Print out all of the data below, keeping it identical to the original.

▬▬▬

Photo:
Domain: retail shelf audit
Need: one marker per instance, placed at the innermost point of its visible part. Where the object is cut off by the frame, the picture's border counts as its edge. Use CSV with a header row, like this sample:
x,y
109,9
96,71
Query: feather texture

▬▬▬

Finished task:
Photo:
Domain: retail shelf audit
Need: one marker per instance, placed at the innermost point of its visible part. Where the object is cut off by the frame, the picture's border counts as its edge. Use CSV with a header row, like this sample:
x,y
109,9
96,71
Query: feather texture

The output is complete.